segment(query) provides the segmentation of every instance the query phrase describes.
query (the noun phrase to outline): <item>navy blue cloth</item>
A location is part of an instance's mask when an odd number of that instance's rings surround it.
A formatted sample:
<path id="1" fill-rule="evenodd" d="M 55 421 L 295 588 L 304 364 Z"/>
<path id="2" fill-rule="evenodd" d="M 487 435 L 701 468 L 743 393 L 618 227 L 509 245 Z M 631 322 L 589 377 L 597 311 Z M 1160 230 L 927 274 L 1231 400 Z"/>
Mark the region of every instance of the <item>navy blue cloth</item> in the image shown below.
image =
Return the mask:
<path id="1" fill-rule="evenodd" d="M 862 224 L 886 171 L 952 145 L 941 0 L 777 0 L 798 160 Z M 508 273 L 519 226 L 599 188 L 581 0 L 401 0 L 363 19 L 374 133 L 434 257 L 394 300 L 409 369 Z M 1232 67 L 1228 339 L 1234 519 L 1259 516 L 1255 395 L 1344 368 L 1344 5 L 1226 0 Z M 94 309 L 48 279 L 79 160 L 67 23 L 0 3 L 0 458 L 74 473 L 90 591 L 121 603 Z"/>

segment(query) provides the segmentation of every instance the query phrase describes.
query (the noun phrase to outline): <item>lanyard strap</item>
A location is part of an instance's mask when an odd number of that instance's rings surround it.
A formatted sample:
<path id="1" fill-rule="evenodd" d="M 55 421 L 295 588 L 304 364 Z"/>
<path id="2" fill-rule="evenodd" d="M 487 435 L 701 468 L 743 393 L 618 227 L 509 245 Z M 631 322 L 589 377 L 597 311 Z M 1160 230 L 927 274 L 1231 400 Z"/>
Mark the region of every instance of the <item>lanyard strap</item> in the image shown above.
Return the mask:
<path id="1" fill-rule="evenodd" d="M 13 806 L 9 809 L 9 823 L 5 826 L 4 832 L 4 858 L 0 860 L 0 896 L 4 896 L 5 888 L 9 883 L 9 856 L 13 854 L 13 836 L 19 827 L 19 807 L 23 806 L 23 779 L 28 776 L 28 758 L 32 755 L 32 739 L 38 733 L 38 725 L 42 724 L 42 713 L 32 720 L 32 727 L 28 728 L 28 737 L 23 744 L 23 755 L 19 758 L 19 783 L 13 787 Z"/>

**The request**
Could you write out the listing again, substituting "the phrase naming the target" for every occurrence of "the noun phrase to outline" and leaving everything else unchanged?

**Complete answer**
segment(query) provides the segmentation of every instance the query phrase describes.
query (the phrase naming the target): <item>navy blue cloth</item>
A location is part of an instance's mask when an odd number of that instance's rings surround it.
A formatted sample:
<path id="1" fill-rule="evenodd" d="M 55 421 L 295 588 L 304 364 Z"/>
<path id="2" fill-rule="evenodd" d="M 487 435 L 701 468 L 743 393 L 618 227 L 509 245 Z M 631 322 L 589 377 L 597 311 Z M 1160 230 L 927 274 L 1231 400 Z"/>
Mark the region of every instance of the <item>navy blue cloth</item> in the image shown below.
image =
Return the mask:
<path id="1" fill-rule="evenodd" d="M 862 224 L 886 171 L 952 145 L 941 0 L 777 0 L 798 160 Z M 508 273 L 519 226 L 599 188 L 581 0 L 401 0 L 363 19 L 374 133 L 434 257 L 394 300 L 409 369 Z M 1232 67 L 1228 339 L 1234 519 L 1259 516 L 1255 395 L 1344 368 L 1344 5 L 1226 0 Z M 94 309 L 48 279 L 79 160 L 67 23 L 0 3 L 0 458 L 74 473 L 90 591 L 121 603 Z"/>

segment(query) provides the segmentation of every instance the query phrase describes.
query (the phrase naming the target): <item>lanyard strap</item>
A location is part of an instance's mask when an odd number of that instance's rings surround it.
A formatted sample:
<path id="1" fill-rule="evenodd" d="M 55 421 L 295 588 L 304 364 Z"/>
<path id="2" fill-rule="evenodd" d="M 487 435 L 701 468 L 743 393 L 618 227 L 509 245 Z M 631 322 L 589 377 L 597 311 Z M 1160 230 L 927 274 L 1231 400 Z"/>
Mark the region of every instance of the <item>lanyard strap</item> in the image shown above.
Return the mask:
<path id="1" fill-rule="evenodd" d="M 13 806 L 9 809 L 9 823 L 5 826 L 4 832 L 4 858 L 0 860 L 0 896 L 4 896 L 5 888 L 9 883 L 9 856 L 13 854 L 13 836 L 19 827 L 19 807 L 23 806 L 23 779 L 28 776 L 28 758 L 32 755 L 32 739 L 38 733 L 38 725 L 42 724 L 42 713 L 32 720 L 32 727 L 28 728 L 28 737 L 23 744 L 23 755 L 19 758 L 19 783 L 13 787 Z"/>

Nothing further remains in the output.